▶ _WORK TASK_
Answer these from the article on the Twitter hack below:
(a) How many Twitter accounts did the defendants allegedly hack, and on what date?
(b) What age and hometown are given for Nima Fazeli?
(c) What position does David Anderson hold?

Feds charge three in Bitcoin scam involving high-powered Twitter accounts

Federal prosecutors have charged three people in connection with a high-profile hack of famous Twitter accounts including those of Bill...

Federal prosecutors have charged three people in connection with a high-profile hack of famous Twitter accounts including those of Bill Gates, Elon Musk and Kanye West, authorities said Friday.

The defendants allegedly hacked into 130 Twitter accounts on July 15 and scammed users into handing over Bitcoin with the false promise that their deposits would be doubled, according to the U.S. Attorney’s Office.

The alleged hackers have been identified as Mason Sheppard, 19, of the United Kingdom, Nima Fazeli, 22, of Orlando, Florida, and an unnamed defendant who is reportedly the mastermind of the hack.

U.S. Attorney for the Northern District of California David Anderson warned would-be hackers to reconsider their actions.

“Criminal conduct over the Internet may feel stealthy to the people who perpetrate it, but there is nothing stealthy about it,” Anderson said. “In particular, I want to say to would-be offenders, break the law, and we will find you.”

▶ _INFORMATION SHOWN_
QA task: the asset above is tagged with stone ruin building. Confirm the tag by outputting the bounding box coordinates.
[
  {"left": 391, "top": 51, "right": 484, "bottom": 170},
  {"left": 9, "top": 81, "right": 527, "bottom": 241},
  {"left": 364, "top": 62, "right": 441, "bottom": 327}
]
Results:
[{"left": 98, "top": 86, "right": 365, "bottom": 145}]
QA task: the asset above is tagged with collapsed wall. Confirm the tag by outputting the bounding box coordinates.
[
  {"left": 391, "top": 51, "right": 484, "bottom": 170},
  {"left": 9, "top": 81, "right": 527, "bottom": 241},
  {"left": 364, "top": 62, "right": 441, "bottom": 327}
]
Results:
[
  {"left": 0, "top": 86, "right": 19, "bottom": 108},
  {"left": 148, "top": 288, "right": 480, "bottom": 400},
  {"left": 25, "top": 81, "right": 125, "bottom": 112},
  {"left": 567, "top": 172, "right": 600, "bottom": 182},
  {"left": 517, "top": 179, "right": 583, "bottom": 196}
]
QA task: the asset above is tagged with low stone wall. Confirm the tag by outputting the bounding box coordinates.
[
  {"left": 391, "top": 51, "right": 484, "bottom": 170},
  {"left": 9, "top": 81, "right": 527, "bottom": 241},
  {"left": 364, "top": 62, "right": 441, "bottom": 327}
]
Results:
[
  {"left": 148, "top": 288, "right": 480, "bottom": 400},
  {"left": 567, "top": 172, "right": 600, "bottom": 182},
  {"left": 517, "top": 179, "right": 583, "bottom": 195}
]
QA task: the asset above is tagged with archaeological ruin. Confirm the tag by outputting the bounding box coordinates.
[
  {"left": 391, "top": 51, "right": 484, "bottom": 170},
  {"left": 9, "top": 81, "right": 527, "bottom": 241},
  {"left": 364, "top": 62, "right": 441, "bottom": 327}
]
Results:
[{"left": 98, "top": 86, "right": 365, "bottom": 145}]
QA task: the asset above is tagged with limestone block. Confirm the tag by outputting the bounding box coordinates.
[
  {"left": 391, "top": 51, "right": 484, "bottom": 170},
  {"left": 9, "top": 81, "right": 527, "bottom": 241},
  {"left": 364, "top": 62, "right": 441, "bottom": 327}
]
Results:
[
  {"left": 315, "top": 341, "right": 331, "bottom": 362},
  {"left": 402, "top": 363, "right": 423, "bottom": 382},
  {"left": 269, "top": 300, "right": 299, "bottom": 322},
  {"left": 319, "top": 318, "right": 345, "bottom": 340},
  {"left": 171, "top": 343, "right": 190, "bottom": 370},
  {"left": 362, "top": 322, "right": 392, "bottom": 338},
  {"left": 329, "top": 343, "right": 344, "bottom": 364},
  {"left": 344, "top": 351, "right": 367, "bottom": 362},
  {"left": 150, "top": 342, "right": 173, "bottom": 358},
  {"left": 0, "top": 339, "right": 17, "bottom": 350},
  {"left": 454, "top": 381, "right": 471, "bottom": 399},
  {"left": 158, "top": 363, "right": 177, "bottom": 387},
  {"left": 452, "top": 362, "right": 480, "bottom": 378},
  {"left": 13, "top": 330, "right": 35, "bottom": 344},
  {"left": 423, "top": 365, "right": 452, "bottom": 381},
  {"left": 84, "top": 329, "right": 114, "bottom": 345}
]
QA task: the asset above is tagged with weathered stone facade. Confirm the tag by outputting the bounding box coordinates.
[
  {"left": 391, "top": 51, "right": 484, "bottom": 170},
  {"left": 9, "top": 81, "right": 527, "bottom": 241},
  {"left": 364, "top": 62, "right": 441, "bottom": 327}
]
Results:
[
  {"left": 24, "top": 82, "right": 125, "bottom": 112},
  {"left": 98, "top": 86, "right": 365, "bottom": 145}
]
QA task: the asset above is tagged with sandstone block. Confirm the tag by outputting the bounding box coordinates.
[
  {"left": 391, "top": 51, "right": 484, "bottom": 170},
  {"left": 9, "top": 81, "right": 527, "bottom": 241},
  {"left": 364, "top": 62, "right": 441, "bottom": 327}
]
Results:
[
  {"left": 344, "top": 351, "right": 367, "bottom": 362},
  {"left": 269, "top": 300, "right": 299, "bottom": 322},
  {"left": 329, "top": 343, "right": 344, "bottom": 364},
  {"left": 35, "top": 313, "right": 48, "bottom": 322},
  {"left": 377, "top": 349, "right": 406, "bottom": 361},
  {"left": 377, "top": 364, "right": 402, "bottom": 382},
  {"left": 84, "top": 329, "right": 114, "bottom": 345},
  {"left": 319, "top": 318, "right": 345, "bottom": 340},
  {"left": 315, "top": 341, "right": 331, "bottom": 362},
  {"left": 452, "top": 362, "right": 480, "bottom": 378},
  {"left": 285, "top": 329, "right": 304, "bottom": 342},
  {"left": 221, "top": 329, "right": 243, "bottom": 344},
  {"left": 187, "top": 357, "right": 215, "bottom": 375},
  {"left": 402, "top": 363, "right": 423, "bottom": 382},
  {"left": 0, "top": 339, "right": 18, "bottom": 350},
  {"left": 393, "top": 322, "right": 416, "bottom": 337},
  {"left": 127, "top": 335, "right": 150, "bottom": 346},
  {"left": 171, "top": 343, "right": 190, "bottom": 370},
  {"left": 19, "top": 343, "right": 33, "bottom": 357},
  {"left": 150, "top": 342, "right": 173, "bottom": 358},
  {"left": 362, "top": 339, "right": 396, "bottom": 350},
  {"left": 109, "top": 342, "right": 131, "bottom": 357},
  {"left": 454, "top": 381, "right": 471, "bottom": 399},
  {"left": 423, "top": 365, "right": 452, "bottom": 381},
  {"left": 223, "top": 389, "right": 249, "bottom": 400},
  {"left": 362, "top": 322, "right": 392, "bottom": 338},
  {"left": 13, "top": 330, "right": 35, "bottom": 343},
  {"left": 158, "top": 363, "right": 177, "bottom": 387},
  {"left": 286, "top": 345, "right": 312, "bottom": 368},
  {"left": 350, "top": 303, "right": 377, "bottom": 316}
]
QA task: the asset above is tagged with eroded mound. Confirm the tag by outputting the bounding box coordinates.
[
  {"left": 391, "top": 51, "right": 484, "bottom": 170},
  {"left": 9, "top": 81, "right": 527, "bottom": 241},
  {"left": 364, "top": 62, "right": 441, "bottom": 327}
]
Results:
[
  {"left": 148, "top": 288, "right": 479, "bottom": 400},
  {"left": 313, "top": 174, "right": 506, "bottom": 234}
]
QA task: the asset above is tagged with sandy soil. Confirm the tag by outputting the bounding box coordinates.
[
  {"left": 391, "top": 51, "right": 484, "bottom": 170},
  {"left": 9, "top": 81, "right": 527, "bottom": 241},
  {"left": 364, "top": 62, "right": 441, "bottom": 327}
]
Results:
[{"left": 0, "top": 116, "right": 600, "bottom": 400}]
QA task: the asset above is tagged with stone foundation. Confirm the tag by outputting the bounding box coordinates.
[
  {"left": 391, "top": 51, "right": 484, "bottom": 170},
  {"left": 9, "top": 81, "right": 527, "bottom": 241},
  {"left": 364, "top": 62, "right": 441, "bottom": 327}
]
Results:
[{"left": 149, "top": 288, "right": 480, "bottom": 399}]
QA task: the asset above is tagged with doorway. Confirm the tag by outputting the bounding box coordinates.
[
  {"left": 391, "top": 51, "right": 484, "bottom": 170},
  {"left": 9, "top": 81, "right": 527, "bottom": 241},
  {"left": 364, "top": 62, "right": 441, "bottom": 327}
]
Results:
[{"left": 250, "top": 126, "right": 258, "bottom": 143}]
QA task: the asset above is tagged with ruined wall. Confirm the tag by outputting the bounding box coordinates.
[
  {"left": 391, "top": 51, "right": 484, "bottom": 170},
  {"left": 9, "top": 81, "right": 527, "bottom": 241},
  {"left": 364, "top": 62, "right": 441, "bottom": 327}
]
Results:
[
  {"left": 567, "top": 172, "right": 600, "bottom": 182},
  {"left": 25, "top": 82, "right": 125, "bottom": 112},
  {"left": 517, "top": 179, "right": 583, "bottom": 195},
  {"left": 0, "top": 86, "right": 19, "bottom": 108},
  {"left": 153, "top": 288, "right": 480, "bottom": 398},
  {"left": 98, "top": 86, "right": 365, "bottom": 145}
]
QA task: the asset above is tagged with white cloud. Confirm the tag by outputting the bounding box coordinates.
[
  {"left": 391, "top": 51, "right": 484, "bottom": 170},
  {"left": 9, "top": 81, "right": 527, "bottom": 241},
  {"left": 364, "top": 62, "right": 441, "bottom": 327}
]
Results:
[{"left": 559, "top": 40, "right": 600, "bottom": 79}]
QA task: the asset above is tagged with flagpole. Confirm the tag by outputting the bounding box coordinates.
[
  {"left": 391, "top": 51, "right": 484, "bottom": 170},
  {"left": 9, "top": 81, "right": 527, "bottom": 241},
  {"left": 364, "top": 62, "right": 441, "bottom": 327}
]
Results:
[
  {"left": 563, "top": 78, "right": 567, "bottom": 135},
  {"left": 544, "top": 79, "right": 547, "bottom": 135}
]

▶ _OUTPUT BELOW_
(a) 130 accounts, on July 15.
(b) He is 22 and from Orlando, Florida.
(c) He is U.S. Attorney for the Northern District of California.